**Página**
================
Partindo dos apelos da diretora-geral do FMI, Kristalina Georgieva, e do secretário-geral da ONU, António Guterres, por “um novo ‘momento’ Bretton Woods”, Nobre observa que o chamamento feito por eles “é para uma transformação ainda mais profunda e abrangente, que vai além do estabelecimento de uma nova ‘governança econômica global’” como saída para “a crise econômica global do neoliberalismo, deflagrada a partir de 2008”. Segundo Nobre, essa é “uma batalha que está sendo travada dentro do próprio establishment neoliberal”, entre “a direita sem medo de se aliar à extrema direita e um novo progressismo que pretende reformar o neoliberalismo, livrando-se de suas versões mais extremistas”. O professor aponta que essa batalha pode propiciar oportunidades para que “governos do novo progressismo no Sul Global”, como o do Brasil atualmente, escapem da “armadilha neoextrativista” a que foram confinados pelo neoliberalismo. Para aproveitar essas oportunidades, o Brasil entretanto precisa investir na formulação de “uma teoria da dependência renovada”.

Neste texto, não apresentarei uma confrontação pontual às formulações de Marcos Nobre, mas uma leitura alternativa de conjunto, a partir das contribuições da economia política. Ao analisar a crise da regulação neoliberal sem as devidas conexões com a dinâmica sistêmica do capitalismo, Nobre navega na superfície dos movimentos da conjuntura, ficando impossibilitado de compreender a natureza dessa crise e as tendências das dinâmicas históricas. Dessa forma, também deixa de responder às questões cruciais que o seu artigo suscita. Como entender que a democracia esteja entrando em risco, inclusive nos países capitalistas centrais, em pleno século XXI? Por que a governança neoliberal entrou em crise e qual a natureza desta? Por que a extrema direita ressurgiu e está conseguindo, em pouco mais de uma década, dominar o campo da direita tradicional em inúmeros países importantes?

Para responder a essas questões, estruturei este texto em cinco momentos. No primeiro, apresento as condições sócio-históricas que possibilitaram o nascimento da democracia. No segundo, analiso o surgimento da regulação neoliberal e qual o seu papel na governança global. No terceiro, descrevo a dinâmica sistêmica que levou à crise do neoliberalismo. No quarto, examino as condições que levam à eclosão da extrema direita e colocam a democracia em risco. No último, analiso como a associação dessa evolução histórica com o risco de colapso ambiental implica um imenso desafio civilizatório.

 

A democracia de massas talvez seja a mais virtuosa “invenção histórica” resultante do “pacto fordista”. Esse pacto foi configurado ao longo das três décadas de grande desenvolvimento econômico, a partir do final da Segunda Guerra Mundial (os anos chamados de “trinta gloriosos”, ou seja, entre 1945 e meados da década de 1970). O salto econômico – decorrente da incorporação industrial das tecnologias desenvolvidas na guerra e da expansão dos mercados, pela plena integração dos países às relações de produção capitalistas – gerou um contexto de grande ganho de produtividade com expansão do emprego.
================
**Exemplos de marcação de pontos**
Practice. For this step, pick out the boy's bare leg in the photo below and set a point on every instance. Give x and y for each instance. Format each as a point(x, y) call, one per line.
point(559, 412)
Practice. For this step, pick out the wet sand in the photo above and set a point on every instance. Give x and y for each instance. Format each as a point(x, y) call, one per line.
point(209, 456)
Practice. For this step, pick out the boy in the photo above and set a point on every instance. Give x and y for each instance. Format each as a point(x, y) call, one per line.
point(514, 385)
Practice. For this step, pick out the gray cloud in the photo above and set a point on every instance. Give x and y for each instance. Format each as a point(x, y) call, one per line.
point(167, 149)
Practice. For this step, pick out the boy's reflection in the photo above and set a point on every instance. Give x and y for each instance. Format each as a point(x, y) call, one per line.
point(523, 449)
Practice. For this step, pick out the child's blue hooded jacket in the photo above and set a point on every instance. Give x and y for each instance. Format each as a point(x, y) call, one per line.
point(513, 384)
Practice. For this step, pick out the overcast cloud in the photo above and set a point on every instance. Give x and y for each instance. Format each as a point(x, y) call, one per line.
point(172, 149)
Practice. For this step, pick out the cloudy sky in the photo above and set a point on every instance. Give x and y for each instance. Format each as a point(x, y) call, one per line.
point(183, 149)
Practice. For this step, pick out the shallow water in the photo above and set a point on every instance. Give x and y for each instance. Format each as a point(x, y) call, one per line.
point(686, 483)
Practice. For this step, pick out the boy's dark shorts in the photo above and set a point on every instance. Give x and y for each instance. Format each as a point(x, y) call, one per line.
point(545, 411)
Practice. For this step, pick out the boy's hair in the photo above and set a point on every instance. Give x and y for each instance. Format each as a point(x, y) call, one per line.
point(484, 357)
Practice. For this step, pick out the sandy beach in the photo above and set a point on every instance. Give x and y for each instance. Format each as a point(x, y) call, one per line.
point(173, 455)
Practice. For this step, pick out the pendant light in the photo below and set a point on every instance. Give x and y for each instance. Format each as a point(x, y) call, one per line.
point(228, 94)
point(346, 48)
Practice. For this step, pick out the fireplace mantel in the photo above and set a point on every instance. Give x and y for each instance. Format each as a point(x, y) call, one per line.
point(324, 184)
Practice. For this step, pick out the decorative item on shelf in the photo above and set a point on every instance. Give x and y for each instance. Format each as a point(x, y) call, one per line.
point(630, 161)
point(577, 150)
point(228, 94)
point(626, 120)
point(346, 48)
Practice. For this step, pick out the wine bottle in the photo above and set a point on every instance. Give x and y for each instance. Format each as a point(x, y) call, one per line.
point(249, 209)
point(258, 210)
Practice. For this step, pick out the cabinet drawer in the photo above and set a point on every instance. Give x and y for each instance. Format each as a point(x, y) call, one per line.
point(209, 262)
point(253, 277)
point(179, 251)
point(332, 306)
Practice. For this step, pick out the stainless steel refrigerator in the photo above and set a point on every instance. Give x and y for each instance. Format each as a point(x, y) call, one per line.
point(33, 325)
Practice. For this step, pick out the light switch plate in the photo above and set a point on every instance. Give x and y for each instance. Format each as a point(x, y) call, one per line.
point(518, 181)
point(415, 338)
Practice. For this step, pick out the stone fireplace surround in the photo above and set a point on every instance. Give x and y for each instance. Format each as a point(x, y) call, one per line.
================
**Tarefas propostas**
1) No texto sobre a crise do neoliberalismo, que período corresponde aos chamados "trinta gloriosos"?
2) Devolva sem alterações as linhas dos registros entre a linha que contém "Practice. For this step, pick out the fireplace" e a linha que contém "point(324, 184)", incluindo ambas.

**Resultados**
1) Vai de 1945 a meados da década de 1970.

2)
Practice. For this step, pick out the fireplace mantel in the photo above and set a point on every instance. Give x and y for each instance. Format each as a point(x, y) call, one per line.
point(324, 184)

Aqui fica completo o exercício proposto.